Carry over every entry exactly as written, though not the pictures it contains.

.....

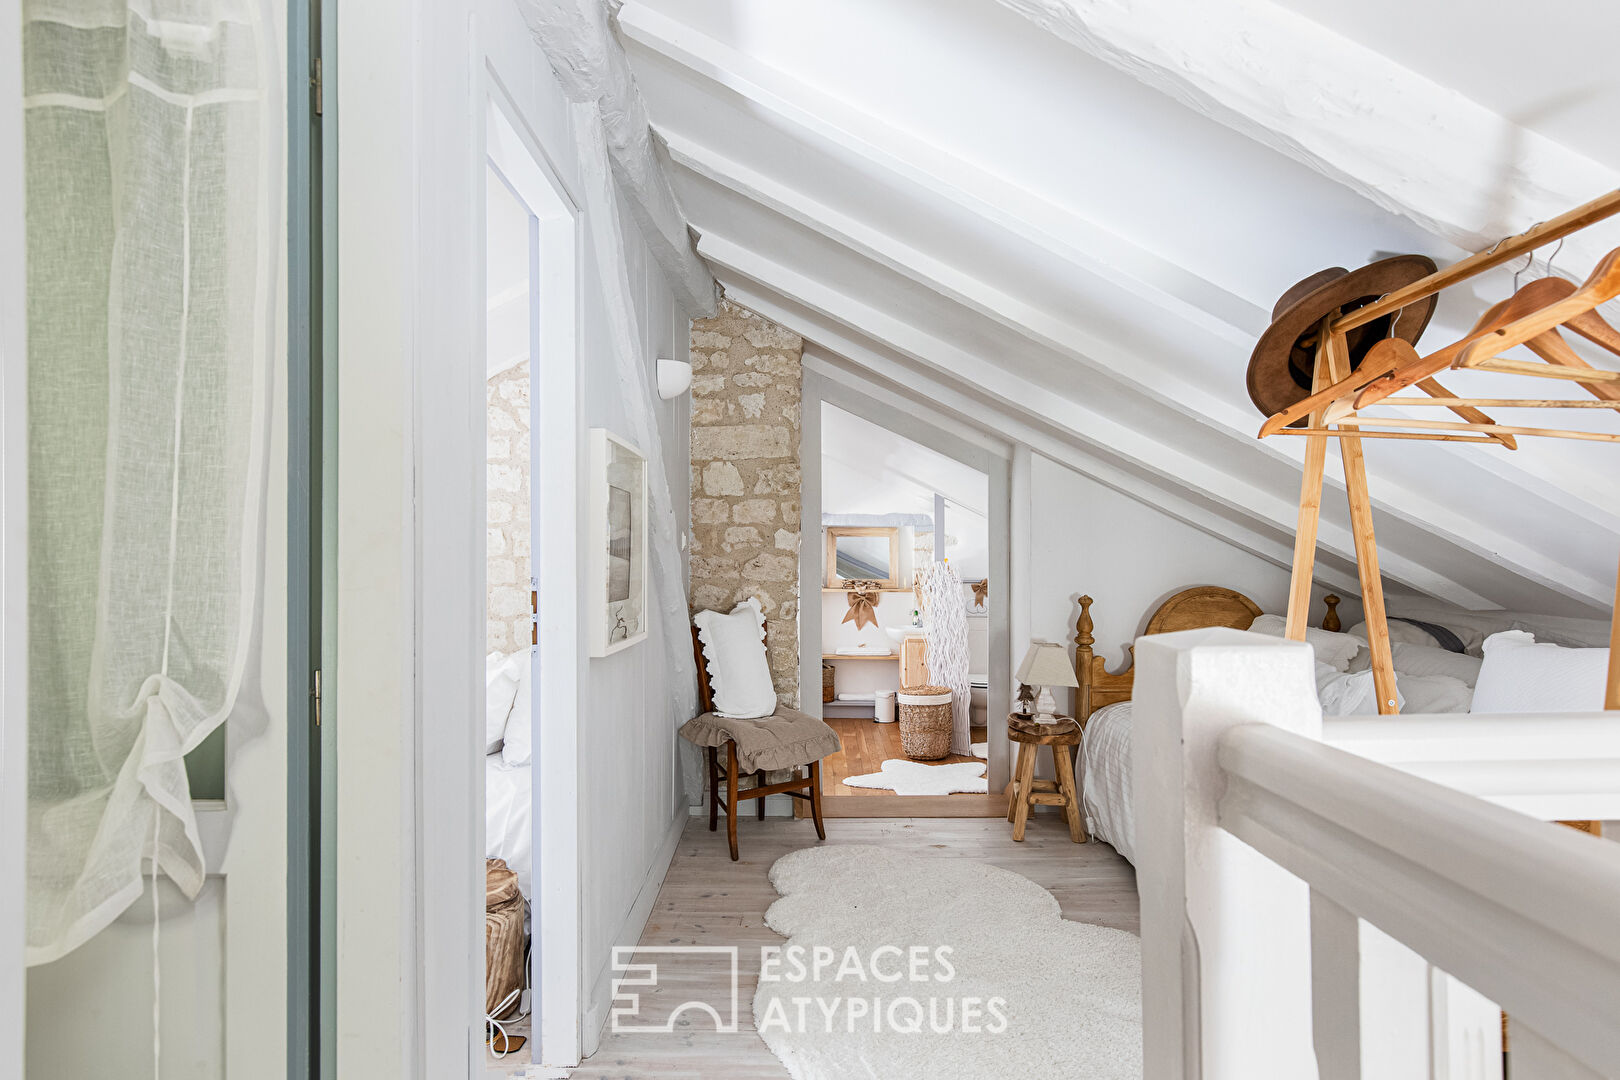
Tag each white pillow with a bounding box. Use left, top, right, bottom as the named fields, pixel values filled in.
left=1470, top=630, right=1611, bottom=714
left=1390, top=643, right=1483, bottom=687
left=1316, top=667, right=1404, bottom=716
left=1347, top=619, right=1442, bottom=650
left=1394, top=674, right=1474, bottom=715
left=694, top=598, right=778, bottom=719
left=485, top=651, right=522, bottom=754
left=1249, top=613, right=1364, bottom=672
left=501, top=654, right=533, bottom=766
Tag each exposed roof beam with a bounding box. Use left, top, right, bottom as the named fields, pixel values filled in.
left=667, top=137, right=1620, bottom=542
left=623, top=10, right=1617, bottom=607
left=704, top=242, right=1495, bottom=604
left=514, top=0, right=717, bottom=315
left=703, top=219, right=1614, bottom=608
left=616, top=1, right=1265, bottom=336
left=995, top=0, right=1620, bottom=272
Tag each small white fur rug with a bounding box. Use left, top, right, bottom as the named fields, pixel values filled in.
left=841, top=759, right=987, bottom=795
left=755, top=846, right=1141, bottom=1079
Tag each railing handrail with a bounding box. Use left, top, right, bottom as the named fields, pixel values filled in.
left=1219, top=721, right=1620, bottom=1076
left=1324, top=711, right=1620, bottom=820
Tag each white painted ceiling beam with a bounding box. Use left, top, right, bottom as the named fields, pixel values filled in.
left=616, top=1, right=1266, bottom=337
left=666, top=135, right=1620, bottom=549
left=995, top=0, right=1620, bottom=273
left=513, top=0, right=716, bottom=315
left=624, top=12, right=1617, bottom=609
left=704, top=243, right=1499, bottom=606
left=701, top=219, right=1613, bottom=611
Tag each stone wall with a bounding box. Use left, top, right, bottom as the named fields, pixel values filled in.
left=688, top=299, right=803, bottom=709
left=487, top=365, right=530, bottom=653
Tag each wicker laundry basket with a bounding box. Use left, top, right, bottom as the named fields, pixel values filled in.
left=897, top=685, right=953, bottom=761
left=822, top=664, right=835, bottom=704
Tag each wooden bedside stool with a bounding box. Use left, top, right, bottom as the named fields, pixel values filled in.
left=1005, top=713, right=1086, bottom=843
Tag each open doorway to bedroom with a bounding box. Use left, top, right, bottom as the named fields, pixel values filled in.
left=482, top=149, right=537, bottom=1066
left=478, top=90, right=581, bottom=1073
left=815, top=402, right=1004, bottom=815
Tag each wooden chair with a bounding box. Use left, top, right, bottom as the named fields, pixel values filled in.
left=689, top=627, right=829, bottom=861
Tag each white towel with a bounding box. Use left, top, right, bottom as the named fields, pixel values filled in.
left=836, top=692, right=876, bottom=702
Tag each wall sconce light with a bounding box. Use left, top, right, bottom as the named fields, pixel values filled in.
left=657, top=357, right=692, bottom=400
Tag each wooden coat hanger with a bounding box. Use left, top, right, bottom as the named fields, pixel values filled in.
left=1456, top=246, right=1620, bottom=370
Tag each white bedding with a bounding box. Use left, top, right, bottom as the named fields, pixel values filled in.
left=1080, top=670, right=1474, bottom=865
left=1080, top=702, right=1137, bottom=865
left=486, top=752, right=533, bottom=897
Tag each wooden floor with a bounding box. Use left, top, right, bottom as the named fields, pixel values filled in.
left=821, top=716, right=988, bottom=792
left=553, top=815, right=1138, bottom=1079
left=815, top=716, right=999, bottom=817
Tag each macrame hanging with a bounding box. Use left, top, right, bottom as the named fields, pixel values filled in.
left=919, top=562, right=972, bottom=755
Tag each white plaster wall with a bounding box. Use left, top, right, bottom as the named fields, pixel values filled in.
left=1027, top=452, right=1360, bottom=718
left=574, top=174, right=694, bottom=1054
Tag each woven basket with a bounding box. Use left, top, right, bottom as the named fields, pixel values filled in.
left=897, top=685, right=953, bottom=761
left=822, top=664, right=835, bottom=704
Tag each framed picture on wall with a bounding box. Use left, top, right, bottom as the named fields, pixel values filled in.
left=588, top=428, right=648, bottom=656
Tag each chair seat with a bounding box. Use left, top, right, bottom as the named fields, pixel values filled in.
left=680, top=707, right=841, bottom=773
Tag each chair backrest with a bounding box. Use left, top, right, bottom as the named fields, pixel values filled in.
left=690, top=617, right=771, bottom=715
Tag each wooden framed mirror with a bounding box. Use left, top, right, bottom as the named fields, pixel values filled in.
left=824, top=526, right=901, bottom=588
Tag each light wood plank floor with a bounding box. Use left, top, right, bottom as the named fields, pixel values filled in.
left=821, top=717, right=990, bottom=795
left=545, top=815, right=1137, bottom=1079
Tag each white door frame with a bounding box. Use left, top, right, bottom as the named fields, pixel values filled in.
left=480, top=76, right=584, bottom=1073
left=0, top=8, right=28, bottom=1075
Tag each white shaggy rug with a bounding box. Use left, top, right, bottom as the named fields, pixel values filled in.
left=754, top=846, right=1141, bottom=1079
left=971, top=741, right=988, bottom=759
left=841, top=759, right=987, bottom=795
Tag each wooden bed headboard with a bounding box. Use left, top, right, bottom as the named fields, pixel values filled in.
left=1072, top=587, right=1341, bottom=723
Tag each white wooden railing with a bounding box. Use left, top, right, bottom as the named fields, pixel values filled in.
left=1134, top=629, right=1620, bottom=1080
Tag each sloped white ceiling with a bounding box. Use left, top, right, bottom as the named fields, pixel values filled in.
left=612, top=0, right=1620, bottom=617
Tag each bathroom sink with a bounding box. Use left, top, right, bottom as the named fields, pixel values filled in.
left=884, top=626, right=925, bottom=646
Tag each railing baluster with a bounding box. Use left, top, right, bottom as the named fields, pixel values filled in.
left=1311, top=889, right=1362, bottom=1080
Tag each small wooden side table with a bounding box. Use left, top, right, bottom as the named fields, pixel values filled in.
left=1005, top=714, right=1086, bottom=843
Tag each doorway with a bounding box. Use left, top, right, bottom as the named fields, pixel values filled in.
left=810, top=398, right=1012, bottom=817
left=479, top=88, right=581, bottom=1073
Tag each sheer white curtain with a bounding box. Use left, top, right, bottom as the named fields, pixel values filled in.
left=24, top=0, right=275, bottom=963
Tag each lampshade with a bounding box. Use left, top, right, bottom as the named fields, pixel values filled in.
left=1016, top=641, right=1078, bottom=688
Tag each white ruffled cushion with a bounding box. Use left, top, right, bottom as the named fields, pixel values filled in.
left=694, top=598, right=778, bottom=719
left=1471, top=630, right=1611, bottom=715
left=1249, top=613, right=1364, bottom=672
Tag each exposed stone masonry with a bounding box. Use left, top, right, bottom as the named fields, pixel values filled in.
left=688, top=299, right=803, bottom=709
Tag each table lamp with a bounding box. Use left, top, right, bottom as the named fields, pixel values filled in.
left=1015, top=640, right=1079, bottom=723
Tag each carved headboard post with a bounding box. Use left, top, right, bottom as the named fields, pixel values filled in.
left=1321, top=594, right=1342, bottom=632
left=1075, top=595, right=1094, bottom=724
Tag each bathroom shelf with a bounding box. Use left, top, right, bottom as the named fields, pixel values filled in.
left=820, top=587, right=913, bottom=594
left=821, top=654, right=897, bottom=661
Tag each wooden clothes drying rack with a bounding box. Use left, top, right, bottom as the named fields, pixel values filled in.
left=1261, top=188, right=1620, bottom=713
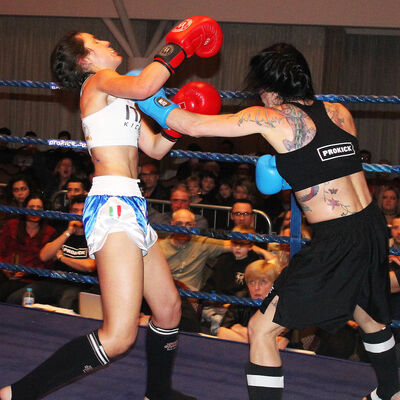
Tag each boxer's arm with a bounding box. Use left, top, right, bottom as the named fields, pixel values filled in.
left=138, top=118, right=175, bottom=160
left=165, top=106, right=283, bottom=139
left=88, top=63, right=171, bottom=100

.....

Answer section =>
Tag each white pillow with a bounding box. Use left, top, right, bottom as the named fields, pixel values filled in.
left=1470, top=630, right=1611, bottom=714
left=1390, top=643, right=1483, bottom=687
left=1316, top=667, right=1404, bottom=716
left=1347, top=619, right=1442, bottom=650
left=1394, top=674, right=1474, bottom=715
left=694, top=598, right=778, bottom=719
left=485, top=651, right=522, bottom=754
left=1249, top=613, right=1364, bottom=672
left=501, top=654, right=533, bottom=766
Tag each exposed roof beam with a bounding box. Use left, top, right, bottom as the named fields, pixel values filled in.
left=667, top=137, right=1620, bottom=542
left=623, top=10, right=1617, bottom=607
left=704, top=242, right=1495, bottom=604
left=514, top=0, right=717, bottom=315
left=703, top=219, right=1614, bottom=608
left=616, top=1, right=1265, bottom=336
left=995, top=0, right=1620, bottom=272
Tag each small white fur rug with a bounding box. Use left, top, right, bottom as the named fields, pixel values filled in.
left=841, top=759, right=987, bottom=795
left=755, top=846, right=1141, bottom=1079
Tag each railing handrail with a bounding box. Use left, top, right, bottom as the named fields, pixel values filled in.
left=1219, top=721, right=1620, bottom=1076
left=1324, top=711, right=1620, bottom=820
Tag each white painted ceiling beam with a bounding box. Use left, top, right, bottom as the named fields, pixel values filled in.
left=616, top=1, right=1266, bottom=337
left=666, top=135, right=1620, bottom=549
left=995, top=0, right=1620, bottom=273
left=513, top=0, right=716, bottom=315
left=624, top=12, right=1617, bottom=609
left=704, top=243, right=1499, bottom=606
left=701, top=219, right=1613, bottom=611
Tag each stone wall with a bounding box. Use left, top, right, bottom as the named fields, pixel values filled in.
left=688, top=299, right=803, bottom=709
left=487, top=365, right=530, bottom=653
Tag each wicker laundry basket with a bounding box. Use left, top, right, bottom as the named fields, pixel values filled in.
left=897, top=685, right=953, bottom=761
left=822, top=664, right=835, bottom=704
Tag each wooden bedside stool with a bounding box. Use left, top, right, bottom as the named fields, pixel values filled in.
left=1005, top=713, right=1086, bottom=843
Tag each open doorway to bedroom with a bounding box. Use left, top, right, bottom as the named fields, pixel values filled in.
left=482, top=149, right=537, bottom=1066
left=478, top=90, right=581, bottom=1073
left=815, top=402, right=1004, bottom=815
Tag each wooden chair with a bounding box. Use left, top, right, bottom as the named fields, pixel values filled in.
left=689, top=627, right=829, bottom=861
Tag each white towel with a bounding box. Use left, top, right, bottom as the named fields, pixel values filled in.
left=836, top=692, right=876, bottom=702
Tag each wall sconce light with a bounding box. Use left, top, right, bottom as the named fields, pixel values filled in.
left=657, top=357, right=692, bottom=400
Tag each wooden coat hanger with a bounding box. Use left, top, right, bottom as the named fields, pixel values filled in.
left=1456, top=246, right=1620, bottom=370
Tag each white bedding with a bounding box. Use left, top, right, bottom as the named fields, pixel values filled in.
left=1080, top=670, right=1474, bottom=865
left=1080, top=702, right=1137, bottom=865
left=486, top=752, right=533, bottom=897
Tag each wooden floor with a bounding box. Use left, top, right, bottom as the named fields, pixel values filled in.
left=821, top=716, right=988, bottom=792
left=553, top=815, right=1138, bottom=1079
left=815, top=716, right=999, bottom=817
Tag each macrame hanging with a bounding box. Use left, top, right, bottom as the named fields, pixel values filled in.
left=919, top=562, right=972, bottom=755
Tag each white plaster wall with a bounding box. Use left, top, right, bottom as the named fields, pixel values filled in.
left=1027, top=452, right=1360, bottom=718
left=574, top=174, right=694, bottom=1054
Tag each woven basket with a bounding box. Use left, top, right, bottom as the named fields, pixel values filled in.
left=897, top=685, right=953, bottom=761
left=822, top=664, right=835, bottom=704
Tag each framed picture on wall with a bounding box. Use left, top, right, bottom as the named fields, pixel values filled in.
left=588, top=428, right=648, bottom=656
Tag each chair seat with a bounding box. Use left, top, right, bottom as the named fields, pixel values filled in.
left=680, top=707, right=841, bottom=773
Tag each chair backrest with a bounding box. Use left, top, right, bottom as the named fields, pixel values filled in.
left=690, top=617, right=771, bottom=715
Tag each wooden framed mirror with a bounding box. Use left, top, right, bottom as the named fields, pixel values filled in.
left=824, top=526, right=901, bottom=588
Tag each light wood plank floor with a bounding box. Use left, top, right, bottom as the named fields, pixel values filled in.
left=821, top=717, right=990, bottom=795
left=545, top=815, right=1137, bottom=1079
Tag each white door frame with a bounding box. Use left, top, right, bottom as the named fields, pixel values filled in.
left=480, top=76, right=584, bottom=1073
left=0, top=8, right=28, bottom=1075
Tag each white shaggy rug with a bounding box. Use left, top, right, bottom as the named fields, pixel values filled in.
left=754, top=846, right=1141, bottom=1079
left=971, top=741, right=988, bottom=759
left=841, top=759, right=987, bottom=795
Tag each wooden bed headboard with a bounding box. Use left, top, right, bottom as the named fields, pixel values filled in.
left=1072, top=587, right=1341, bottom=723
Tag each white wooden railing with a bounding box. Use left, top, right, bottom as the named fields, pixel values filled in.
left=1134, top=629, right=1620, bottom=1080
Tag each sloped white ceiling with a bounding box. Use left, top, right, bottom as the named fields, pixel values filled in.
left=612, top=0, right=1620, bottom=617
Tag each bathroom sink with a bounding box. Use left, top, right, bottom as the named fields, pixel values filled in.
left=884, top=626, right=925, bottom=646
Tag each railing baluster with a bounding box. Use left, top, right, bottom as the named fields, pixel values filled in.
left=1311, top=889, right=1362, bottom=1080
Tag each small wooden side table with a bounding box. Use left, top, right, bottom as the named fields, pixel values filled in.
left=1005, top=714, right=1086, bottom=843
Tag each doorway with a bounding box. Use left, top, right, bottom as the named fields, pixel values filled in.
left=810, top=398, right=1012, bottom=817
left=479, top=88, right=581, bottom=1073
Tag each sheer white curtain with a bounding box. Use left, top, right, bottom as the named fields, pixel values filled in.
left=24, top=0, right=275, bottom=963
Tag each lampshade with a bounding box. Use left, top, right, bottom as the named fields, pixel values filled in.
left=1016, top=641, right=1078, bottom=688
Tag each white ruffled cushion with a bounding box. Use left, top, right, bottom as the named fields, pixel values filled in.
left=694, top=598, right=778, bottom=719
left=1471, top=630, right=1611, bottom=715
left=1249, top=613, right=1364, bottom=672
Tag each exposed stone masonry with a bounding box. Use left, top, right, bottom as the named fields, pixel values filled in.
left=688, top=299, right=803, bottom=709
Tag each table lamp with a bounding box. Use left, top, right, bottom as the named fields, pixel values filled in.
left=1015, top=640, right=1079, bottom=723
Tag each carved headboard post with a bounding box. Use left, top, right, bottom as the named fields, pixel values filled in.
left=1321, top=594, right=1342, bottom=632
left=1075, top=595, right=1094, bottom=724
Tag each bathroom shelf with a bounding box. Use left, top, right, bottom as the named fields, pixel values filled in.
left=820, top=587, right=913, bottom=594
left=821, top=654, right=897, bottom=661
Tag each wooden clothes drying rack with a bounding box. Use left, top, right, bottom as the named fields, pixel values filled in.
left=1261, top=188, right=1620, bottom=713
Tag each boxer's arm with a bounding box. Use left, top, right, bottom as the named fields, pixel values filled in.
left=138, top=118, right=175, bottom=160
left=165, top=106, right=283, bottom=139
left=88, top=63, right=171, bottom=100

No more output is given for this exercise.